Exercise directions ::
Write the next several paragraphs of the Panda Mami restaurant review, starting after its final sentence and keeping its voice.

Selected extract ::
----
In the 19th century French novel Le tour du monde en quatre-vingts jours, or as you and I know it, Around The World In Eighty Days, Phileas Fogg a wealthy English eccentric wagers half his fortune that he can not only circumnavigate the globe, but that he can do it all in eighty days. Now during the height of the British Empire, this would have been rather impressive, capturing the imagination of the masses, as the reality of international travel shifted from fiction to reality.
Unfortunately by modern standards this grand voyage would most likely take around 24 hours and would include a drunken businessman and a distraught crying child. Luckily for us our taste for travel no longer requires, well, travel, as Panda Mami offers food from around the world, with no booking required.
Panda Mami is logistically just right, being positioned perfectly between the excitement of Micklegate and the hustle of the city centre. It is also a restaurant dedicated to setting the record straight, that less is definitely not more. And with a platoon of chefs creating over 150 dishes from across the globe everyday through lunch to dinner, they are hardly sitting idle.
It’s a simple concept, get a plate and fill it, so when in Rome, or Calcutta, or Tokyo, you get the picture. The plus one and myself got to prowling the produce, like the earlier traders of the silk road we negotiated dishes from Japan to North America, via India and the Mediterranean. We started with Uramaki, bite size seaweed wraps rolled in sticky rice, deep with rich umami flavours and drizzled in soy sauce, this was followed by a salad of wakame; a subtlely sweet seaweed, cucumber, carrot and more wasabi all in a bold citrus dressing.
Recovering from the wasabi wallop I’d dealt myself we moved on toward China. Our plates piled high with moreish chow mien that coated the inside of your mouth, spicy Sichuan green beans bringing a dangerous deliciousness to the humble runner and of course char sui, which is surely the food of the gods, mouth watering slices of Cantonese barbeque pork soaked in a thick molasses-esque marinade, which left us floating between ecstasy and a diabetic coma.
----
[Natural-language object grounding records]
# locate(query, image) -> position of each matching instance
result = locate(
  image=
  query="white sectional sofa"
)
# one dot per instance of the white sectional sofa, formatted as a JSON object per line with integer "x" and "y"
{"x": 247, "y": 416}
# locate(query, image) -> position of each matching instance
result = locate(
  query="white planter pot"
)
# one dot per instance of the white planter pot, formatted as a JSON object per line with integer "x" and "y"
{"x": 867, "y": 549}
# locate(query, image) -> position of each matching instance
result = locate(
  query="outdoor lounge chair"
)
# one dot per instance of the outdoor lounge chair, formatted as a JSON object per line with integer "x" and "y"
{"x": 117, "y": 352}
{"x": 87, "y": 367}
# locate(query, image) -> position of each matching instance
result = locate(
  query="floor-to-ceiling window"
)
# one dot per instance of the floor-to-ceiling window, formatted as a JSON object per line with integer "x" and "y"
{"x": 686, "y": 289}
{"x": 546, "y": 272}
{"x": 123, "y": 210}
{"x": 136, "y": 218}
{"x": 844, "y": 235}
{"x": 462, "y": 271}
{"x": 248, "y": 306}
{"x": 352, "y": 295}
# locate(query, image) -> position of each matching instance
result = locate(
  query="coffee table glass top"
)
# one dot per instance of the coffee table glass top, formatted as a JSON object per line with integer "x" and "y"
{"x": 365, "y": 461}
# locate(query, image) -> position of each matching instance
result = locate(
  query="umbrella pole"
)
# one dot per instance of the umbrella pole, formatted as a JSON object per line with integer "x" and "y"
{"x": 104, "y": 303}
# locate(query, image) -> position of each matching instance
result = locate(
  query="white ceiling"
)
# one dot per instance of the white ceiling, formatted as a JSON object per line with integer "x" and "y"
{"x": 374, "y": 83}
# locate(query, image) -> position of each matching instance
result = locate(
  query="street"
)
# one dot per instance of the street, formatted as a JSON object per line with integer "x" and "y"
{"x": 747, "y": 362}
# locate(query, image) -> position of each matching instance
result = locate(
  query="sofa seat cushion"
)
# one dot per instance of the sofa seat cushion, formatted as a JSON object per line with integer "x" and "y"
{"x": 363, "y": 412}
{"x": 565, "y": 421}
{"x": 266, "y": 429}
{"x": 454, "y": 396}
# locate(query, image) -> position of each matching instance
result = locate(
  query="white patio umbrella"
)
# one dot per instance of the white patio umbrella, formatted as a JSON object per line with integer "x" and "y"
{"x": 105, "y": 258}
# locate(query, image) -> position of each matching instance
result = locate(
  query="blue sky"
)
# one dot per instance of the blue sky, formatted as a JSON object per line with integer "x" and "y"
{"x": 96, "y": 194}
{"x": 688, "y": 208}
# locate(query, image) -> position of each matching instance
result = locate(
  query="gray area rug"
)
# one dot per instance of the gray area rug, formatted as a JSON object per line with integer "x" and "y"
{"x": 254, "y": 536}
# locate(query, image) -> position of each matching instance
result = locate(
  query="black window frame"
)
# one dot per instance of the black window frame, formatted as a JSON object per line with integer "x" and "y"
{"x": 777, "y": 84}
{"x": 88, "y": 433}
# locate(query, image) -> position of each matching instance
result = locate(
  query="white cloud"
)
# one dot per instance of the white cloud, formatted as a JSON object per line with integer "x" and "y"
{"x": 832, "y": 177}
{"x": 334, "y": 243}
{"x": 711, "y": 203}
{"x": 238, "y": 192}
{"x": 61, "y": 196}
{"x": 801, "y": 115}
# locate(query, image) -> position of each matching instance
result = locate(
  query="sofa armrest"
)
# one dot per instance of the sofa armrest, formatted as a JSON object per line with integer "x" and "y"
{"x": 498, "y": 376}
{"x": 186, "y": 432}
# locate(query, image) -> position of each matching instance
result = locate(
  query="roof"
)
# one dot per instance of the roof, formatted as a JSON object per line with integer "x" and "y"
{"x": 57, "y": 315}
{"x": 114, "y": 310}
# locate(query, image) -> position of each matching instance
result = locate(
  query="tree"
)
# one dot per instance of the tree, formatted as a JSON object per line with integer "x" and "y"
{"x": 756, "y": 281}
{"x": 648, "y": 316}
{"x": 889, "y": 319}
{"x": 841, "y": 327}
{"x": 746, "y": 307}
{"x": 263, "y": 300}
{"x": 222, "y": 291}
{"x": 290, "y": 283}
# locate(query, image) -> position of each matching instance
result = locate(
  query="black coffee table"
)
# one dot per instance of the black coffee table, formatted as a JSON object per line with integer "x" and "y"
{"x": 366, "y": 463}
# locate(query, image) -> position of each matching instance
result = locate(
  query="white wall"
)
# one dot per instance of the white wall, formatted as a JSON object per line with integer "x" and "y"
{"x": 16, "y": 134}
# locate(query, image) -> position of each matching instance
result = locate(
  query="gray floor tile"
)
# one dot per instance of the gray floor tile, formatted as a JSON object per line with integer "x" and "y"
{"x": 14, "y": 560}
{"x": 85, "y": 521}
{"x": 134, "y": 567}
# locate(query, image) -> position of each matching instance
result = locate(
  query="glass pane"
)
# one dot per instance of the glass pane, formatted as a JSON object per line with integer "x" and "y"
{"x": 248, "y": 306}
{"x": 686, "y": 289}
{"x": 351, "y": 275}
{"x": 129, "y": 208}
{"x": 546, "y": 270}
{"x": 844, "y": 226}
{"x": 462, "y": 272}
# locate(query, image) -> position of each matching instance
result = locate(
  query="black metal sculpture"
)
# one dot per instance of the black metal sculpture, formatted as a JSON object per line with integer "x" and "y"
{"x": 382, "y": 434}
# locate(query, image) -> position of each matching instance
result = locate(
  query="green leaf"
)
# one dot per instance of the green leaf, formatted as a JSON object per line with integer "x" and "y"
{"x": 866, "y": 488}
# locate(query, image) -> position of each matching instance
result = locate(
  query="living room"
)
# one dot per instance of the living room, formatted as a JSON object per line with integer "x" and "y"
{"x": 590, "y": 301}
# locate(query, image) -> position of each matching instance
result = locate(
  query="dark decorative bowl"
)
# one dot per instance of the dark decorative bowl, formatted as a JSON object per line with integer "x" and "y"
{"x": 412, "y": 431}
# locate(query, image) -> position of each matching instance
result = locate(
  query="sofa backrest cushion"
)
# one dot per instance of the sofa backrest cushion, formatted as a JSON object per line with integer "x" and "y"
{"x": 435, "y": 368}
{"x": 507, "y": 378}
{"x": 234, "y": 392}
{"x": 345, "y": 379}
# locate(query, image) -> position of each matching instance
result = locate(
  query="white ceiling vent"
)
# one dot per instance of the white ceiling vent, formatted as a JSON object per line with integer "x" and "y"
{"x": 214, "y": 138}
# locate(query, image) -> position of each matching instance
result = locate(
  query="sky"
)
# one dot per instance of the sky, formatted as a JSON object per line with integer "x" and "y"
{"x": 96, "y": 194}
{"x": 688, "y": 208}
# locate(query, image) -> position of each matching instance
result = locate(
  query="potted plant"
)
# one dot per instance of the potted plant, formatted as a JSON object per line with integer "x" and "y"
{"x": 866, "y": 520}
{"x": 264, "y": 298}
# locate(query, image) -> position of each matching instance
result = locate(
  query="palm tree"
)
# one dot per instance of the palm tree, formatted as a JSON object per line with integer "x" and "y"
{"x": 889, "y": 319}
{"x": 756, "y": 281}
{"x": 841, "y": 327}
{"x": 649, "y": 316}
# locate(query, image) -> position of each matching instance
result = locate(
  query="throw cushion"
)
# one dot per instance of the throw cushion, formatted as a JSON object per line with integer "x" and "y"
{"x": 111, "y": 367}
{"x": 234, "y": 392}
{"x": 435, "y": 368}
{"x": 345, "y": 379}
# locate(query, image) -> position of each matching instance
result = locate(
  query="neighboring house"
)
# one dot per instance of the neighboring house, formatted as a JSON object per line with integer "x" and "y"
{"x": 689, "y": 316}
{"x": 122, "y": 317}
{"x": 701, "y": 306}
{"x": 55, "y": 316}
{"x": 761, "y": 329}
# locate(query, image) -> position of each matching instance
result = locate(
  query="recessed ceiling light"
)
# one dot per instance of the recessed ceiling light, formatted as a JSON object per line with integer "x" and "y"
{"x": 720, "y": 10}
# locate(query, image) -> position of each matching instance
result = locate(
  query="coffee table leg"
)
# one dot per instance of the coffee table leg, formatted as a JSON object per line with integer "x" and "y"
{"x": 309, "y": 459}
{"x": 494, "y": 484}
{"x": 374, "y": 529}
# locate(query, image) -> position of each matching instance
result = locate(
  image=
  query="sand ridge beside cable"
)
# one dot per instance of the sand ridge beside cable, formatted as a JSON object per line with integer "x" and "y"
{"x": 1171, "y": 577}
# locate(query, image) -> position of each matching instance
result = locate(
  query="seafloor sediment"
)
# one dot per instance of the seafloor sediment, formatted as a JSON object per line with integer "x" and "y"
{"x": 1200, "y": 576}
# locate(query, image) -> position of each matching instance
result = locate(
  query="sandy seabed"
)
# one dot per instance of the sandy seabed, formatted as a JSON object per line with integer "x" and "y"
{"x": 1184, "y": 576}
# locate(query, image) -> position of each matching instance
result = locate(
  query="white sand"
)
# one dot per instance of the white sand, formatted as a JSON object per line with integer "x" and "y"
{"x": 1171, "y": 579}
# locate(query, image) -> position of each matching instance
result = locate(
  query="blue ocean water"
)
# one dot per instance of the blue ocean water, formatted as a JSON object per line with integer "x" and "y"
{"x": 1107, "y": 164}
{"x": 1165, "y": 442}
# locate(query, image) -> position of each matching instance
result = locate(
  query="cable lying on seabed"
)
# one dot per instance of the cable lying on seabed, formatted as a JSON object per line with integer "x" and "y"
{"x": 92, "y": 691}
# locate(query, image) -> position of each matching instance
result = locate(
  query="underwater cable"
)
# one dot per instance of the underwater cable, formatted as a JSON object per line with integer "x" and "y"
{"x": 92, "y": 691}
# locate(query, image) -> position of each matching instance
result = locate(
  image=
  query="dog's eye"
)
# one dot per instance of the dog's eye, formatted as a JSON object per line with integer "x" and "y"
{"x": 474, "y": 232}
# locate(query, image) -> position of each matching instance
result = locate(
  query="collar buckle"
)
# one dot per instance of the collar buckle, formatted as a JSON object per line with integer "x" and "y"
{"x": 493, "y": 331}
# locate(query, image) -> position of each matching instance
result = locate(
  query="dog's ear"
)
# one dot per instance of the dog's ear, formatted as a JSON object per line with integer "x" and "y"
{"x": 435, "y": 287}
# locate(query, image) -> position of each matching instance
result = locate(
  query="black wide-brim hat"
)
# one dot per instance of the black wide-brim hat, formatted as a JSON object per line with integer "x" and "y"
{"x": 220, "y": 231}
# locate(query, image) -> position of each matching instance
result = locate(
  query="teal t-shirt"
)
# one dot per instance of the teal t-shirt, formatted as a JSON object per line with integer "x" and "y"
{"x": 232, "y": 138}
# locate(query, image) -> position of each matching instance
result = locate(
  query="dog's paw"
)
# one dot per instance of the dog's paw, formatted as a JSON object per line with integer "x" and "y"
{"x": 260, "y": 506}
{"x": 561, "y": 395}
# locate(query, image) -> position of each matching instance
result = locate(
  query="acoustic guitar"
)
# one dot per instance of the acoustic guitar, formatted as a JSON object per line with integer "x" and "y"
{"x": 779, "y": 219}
----
Result of the exercise ::
Moving westward on our culinary tour we hit the Indian subcontinent and Asian fusion, where a vibrant chickpea slow cooked. Curries alive with hot and sour spices mingled with fragrant lemon grass, coconut and chilli hot pots. Slowing in our pursuit to devour the world we pushed on, eating freshly cooked lamb skewers griddled before our eyes but alas with this morsel we had reached our personal peak, with comparison of what was left to try including roast beef, Yorkshires and gravy our summit was a humble hill.
Panda Mami is currently in a transitional stage trying to figure out where it fits into York’s exciting food evolution, it is playing the field and trying ideas. What it is however, is alive with activity, a living and breathing restaurant. It incorporates the transient need to feed, to try, to sample, to indulge; it champions the simple joy of eating in mass on mass. It’s for everybody, it covers all tastes and palates and from what I saw it had a clientele nearly as international as its menu. Students, travellers, expats and locals alike come and take refuge in hunt for a taste of home, wherever that might be. But that’s hardly a surprise, comfort food is a global concept, it’s medicinal.
Yes, we will never have the excitement of going to somewhere totally foreign but just because the world is getting smaller, doesn’t mean there is less to discover, it just means you don’t have to travel as far for a taste of the exotic.